## ASSIGNMENT
Each entry that appears below should be restated exactly as it is.

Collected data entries
==*==

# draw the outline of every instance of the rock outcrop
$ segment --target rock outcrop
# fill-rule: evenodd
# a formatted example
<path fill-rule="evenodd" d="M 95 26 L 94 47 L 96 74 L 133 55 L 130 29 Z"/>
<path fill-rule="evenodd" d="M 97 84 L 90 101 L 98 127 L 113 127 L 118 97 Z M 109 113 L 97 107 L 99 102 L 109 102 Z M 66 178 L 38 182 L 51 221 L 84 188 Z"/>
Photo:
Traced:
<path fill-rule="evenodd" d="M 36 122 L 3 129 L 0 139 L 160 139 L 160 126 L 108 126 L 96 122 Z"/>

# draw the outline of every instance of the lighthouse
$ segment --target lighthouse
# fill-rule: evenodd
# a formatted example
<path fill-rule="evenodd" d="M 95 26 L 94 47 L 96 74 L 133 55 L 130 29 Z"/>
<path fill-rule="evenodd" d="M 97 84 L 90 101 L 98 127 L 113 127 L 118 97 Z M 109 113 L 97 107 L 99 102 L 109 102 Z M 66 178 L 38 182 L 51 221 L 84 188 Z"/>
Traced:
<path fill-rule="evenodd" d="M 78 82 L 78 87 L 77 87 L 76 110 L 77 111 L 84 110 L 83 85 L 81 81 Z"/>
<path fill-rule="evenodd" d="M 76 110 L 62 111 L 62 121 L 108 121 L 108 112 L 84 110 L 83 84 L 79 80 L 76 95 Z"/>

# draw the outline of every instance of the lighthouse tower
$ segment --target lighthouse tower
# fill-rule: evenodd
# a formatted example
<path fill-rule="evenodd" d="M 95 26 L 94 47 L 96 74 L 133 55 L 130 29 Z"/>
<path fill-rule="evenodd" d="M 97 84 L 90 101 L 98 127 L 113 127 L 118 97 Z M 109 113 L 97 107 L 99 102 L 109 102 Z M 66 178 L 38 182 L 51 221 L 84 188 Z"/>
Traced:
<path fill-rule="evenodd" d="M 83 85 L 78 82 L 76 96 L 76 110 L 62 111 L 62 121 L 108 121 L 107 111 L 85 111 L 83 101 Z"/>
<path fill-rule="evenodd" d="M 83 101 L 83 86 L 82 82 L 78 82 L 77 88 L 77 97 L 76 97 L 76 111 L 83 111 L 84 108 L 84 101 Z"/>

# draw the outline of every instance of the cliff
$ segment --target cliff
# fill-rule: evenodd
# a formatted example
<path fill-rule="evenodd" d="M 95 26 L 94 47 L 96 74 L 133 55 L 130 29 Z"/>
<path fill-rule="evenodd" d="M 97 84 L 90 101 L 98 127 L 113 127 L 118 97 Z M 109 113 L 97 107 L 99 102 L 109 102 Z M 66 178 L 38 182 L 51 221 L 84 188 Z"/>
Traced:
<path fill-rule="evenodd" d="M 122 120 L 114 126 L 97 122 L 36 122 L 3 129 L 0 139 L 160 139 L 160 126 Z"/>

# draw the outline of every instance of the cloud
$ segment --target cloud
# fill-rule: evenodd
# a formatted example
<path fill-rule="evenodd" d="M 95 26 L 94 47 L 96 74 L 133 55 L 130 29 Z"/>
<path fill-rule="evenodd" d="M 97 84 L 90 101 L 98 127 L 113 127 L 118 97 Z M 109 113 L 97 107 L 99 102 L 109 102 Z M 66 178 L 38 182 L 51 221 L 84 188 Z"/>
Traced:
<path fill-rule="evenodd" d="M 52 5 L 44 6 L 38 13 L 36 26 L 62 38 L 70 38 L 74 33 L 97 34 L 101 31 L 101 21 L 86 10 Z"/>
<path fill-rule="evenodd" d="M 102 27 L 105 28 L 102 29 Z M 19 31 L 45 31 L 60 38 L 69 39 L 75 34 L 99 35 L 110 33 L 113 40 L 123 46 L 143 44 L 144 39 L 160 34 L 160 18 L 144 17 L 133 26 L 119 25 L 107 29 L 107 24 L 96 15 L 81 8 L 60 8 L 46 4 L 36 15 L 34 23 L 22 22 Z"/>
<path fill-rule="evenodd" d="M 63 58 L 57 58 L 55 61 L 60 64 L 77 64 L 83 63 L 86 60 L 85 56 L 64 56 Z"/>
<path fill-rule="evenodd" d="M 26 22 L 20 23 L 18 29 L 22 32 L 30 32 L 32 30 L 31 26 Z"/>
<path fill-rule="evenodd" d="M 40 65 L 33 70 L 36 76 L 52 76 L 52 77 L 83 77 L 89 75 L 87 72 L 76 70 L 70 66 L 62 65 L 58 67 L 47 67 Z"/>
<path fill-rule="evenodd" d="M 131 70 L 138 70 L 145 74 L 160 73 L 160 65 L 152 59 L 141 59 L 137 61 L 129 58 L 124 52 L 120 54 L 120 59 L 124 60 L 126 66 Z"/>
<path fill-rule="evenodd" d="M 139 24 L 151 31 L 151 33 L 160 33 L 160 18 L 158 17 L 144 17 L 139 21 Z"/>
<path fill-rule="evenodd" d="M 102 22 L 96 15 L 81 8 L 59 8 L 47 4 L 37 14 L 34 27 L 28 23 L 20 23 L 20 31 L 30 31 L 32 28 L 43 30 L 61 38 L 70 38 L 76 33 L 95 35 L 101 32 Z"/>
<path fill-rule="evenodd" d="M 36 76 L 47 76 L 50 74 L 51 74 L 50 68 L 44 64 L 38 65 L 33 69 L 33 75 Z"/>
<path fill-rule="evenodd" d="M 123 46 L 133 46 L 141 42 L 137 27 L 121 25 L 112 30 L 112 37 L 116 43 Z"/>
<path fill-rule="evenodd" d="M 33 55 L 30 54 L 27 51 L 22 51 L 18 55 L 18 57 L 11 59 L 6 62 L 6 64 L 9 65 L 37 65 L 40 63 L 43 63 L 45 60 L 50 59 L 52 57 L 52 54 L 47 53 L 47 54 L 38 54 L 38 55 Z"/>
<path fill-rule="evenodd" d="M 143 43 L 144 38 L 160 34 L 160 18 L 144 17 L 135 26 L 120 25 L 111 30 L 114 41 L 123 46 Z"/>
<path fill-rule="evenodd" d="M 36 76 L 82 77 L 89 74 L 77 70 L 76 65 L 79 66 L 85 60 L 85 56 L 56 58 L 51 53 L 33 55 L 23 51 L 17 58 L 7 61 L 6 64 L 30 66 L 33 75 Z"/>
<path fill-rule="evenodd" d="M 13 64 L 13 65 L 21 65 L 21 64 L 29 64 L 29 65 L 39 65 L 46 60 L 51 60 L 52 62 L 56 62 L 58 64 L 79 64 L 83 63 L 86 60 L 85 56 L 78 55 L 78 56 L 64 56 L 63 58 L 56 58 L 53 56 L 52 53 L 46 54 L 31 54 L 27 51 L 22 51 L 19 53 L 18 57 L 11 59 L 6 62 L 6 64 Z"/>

==*==

## EXPECTED OUTPUT
# draw the outline of every instance of the rock outcrop
$ segment --target rock outcrop
# fill-rule: evenodd
# a formatted example
<path fill-rule="evenodd" d="M 95 26 L 94 47 L 96 74 L 133 55 L 130 29 Z"/>
<path fill-rule="evenodd" d="M 97 84 L 90 101 L 98 127 L 113 127 L 118 97 Z M 109 113 L 97 107 L 99 102 L 109 102 Z M 66 178 L 38 182 L 51 221 L 84 188 Z"/>
Photo:
Traced:
<path fill-rule="evenodd" d="M 36 122 L 3 129 L 0 139 L 160 139 L 160 126 L 108 126 L 96 122 Z"/>

# draw the outline of every instance of the lighthouse
$ segment --target lighthouse
# fill-rule: evenodd
# a formatted example
<path fill-rule="evenodd" d="M 95 26 L 94 47 L 96 74 L 133 55 L 130 29 Z"/>
<path fill-rule="evenodd" d="M 97 84 L 90 101 L 98 127 L 113 127 L 118 97 Z M 109 113 L 97 107 L 99 102 L 109 102 Z M 66 178 L 38 182 L 51 221 L 84 188 Z"/>
Traced:
<path fill-rule="evenodd" d="M 78 82 L 78 87 L 77 87 L 76 110 L 77 111 L 84 110 L 83 85 L 81 81 Z"/>
<path fill-rule="evenodd" d="M 76 110 L 62 111 L 62 121 L 108 121 L 108 112 L 84 110 L 83 84 L 79 80 L 76 95 Z"/>

# draw the outline of every instance of the lighthouse tower
$ segment --target lighthouse tower
# fill-rule: evenodd
# a formatted example
<path fill-rule="evenodd" d="M 95 26 L 94 47 L 96 74 L 133 55 L 130 29 Z"/>
<path fill-rule="evenodd" d="M 97 84 L 90 101 L 98 127 L 113 127 L 118 97 Z M 109 113 L 97 107 L 99 102 L 109 102 Z M 66 178 L 38 182 L 51 221 L 84 188 Z"/>
Traced:
<path fill-rule="evenodd" d="M 83 85 L 78 82 L 76 96 L 76 110 L 62 111 L 62 121 L 108 121 L 107 111 L 85 111 L 83 101 Z"/>
<path fill-rule="evenodd" d="M 83 101 L 83 86 L 82 82 L 78 82 L 77 88 L 77 97 L 76 97 L 76 111 L 83 111 L 84 108 L 84 101 Z"/>

# draw the outline of every instance of the cliff
$ segment --target cliff
# fill-rule: evenodd
# a formatted example
<path fill-rule="evenodd" d="M 95 26 L 94 47 L 96 74 L 133 55 L 130 29 Z"/>
<path fill-rule="evenodd" d="M 97 84 L 90 101 L 98 127 L 113 127 L 118 97 Z M 109 113 L 97 107 L 99 102 L 109 102 Z M 66 178 L 38 182 L 51 221 L 84 188 Z"/>
Traced:
<path fill-rule="evenodd" d="M 122 120 L 114 126 L 97 122 L 36 122 L 3 129 L 0 139 L 160 139 L 160 126 Z"/>

# draw the outline of every instance of the cloud
$ segment --target cloud
# fill-rule: evenodd
# a formatted example
<path fill-rule="evenodd" d="M 95 26 L 94 47 L 96 74 L 133 55 L 130 29 Z"/>
<path fill-rule="evenodd" d="M 97 84 L 90 101 L 98 127 L 113 127 L 118 97 Z M 109 113 L 97 107 L 99 102 L 109 102 Z M 66 178 L 38 182 L 51 221 L 84 188 Z"/>
Traced:
<path fill-rule="evenodd" d="M 52 5 L 44 6 L 38 13 L 36 26 L 62 38 L 70 38 L 74 33 L 97 34 L 101 31 L 101 21 L 86 10 Z"/>
<path fill-rule="evenodd" d="M 102 27 L 105 28 L 102 29 Z M 19 31 L 45 31 L 60 38 L 69 39 L 75 34 L 99 35 L 110 33 L 113 40 L 123 46 L 143 44 L 144 39 L 160 34 L 160 18 L 144 17 L 133 26 L 119 25 L 107 29 L 107 24 L 96 15 L 81 8 L 60 8 L 46 4 L 36 15 L 34 23 L 22 22 Z"/>
<path fill-rule="evenodd" d="M 63 58 L 57 58 L 55 61 L 60 64 L 77 64 L 83 63 L 86 60 L 85 56 L 64 56 Z"/>
<path fill-rule="evenodd" d="M 26 22 L 20 23 L 18 29 L 22 32 L 30 32 L 32 30 L 31 26 Z"/>
<path fill-rule="evenodd" d="M 40 65 L 33 70 L 36 76 L 52 76 L 52 77 L 83 77 L 89 75 L 87 72 L 76 70 L 70 66 L 62 65 L 58 67 L 47 67 Z"/>
<path fill-rule="evenodd" d="M 131 70 L 138 70 L 145 74 L 160 73 L 160 65 L 152 59 L 141 59 L 137 61 L 129 58 L 124 52 L 120 54 L 120 59 L 124 60 L 126 66 Z"/>
<path fill-rule="evenodd" d="M 139 24 L 151 31 L 151 33 L 160 33 L 160 18 L 158 17 L 144 17 L 139 21 Z"/>
<path fill-rule="evenodd" d="M 102 22 L 96 15 L 81 8 L 59 8 L 47 4 L 37 14 L 34 27 L 28 23 L 20 23 L 20 31 L 30 31 L 32 28 L 43 30 L 61 38 L 70 38 L 76 33 L 95 35 L 101 32 Z"/>
<path fill-rule="evenodd" d="M 36 76 L 47 76 L 50 74 L 51 74 L 50 68 L 44 64 L 38 65 L 33 69 L 33 75 Z"/>
<path fill-rule="evenodd" d="M 123 46 L 133 46 L 141 42 L 137 27 L 121 25 L 112 30 L 112 37 L 116 43 Z"/>
<path fill-rule="evenodd" d="M 33 55 L 30 54 L 27 51 L 22 51 L 18 55 L 18 57 L 11 59 L 6 62 L 6 64 L 9 65 L 37 65 L 40 63 L 43 63 L 45 60 L 50 59 L 52 57 L 52 54 L 47 53 L 47 54 L 38 54 L 38 55 Z"/>
<path fill-rule="evenodd" d="M 143 43 L 144 38 L 160 34 L 160 18 L 144 17 L 135 26 L 120 25 L 111 30 L 114 41 L 123 46 Z"/>
<path fill-rule="evenodd" d="M 36 76 L 82 77 L 89 74 L 77 70 L 76 65 L 79 66 L 85 60 L 85 56 L 56 58 L 51 53 L 33 55 L 23 51 L 17 58 L 7 61 L 6 64 L 30 66 L 33 75 Z"/>
<path fill-rule="evenodd" d="M 13 64 L 13 65 L 21 65 L 21 64 L 29 64 L 29 65 L 39 65 L 46 60 L 51 60 L 52 62 L 56 62 L 58 64 L 79 64 L 83 63 L 86 60 L 85 56 L 78 55 L 78 56 L 64 56 L 63 58 L 56 58 L 53 56 L 52 53 L 46 54 L 31 54 L 27 51 L 22 51 L 19 53 L 18 57 L 11 59 L 6 62 L 6 64 Z"/>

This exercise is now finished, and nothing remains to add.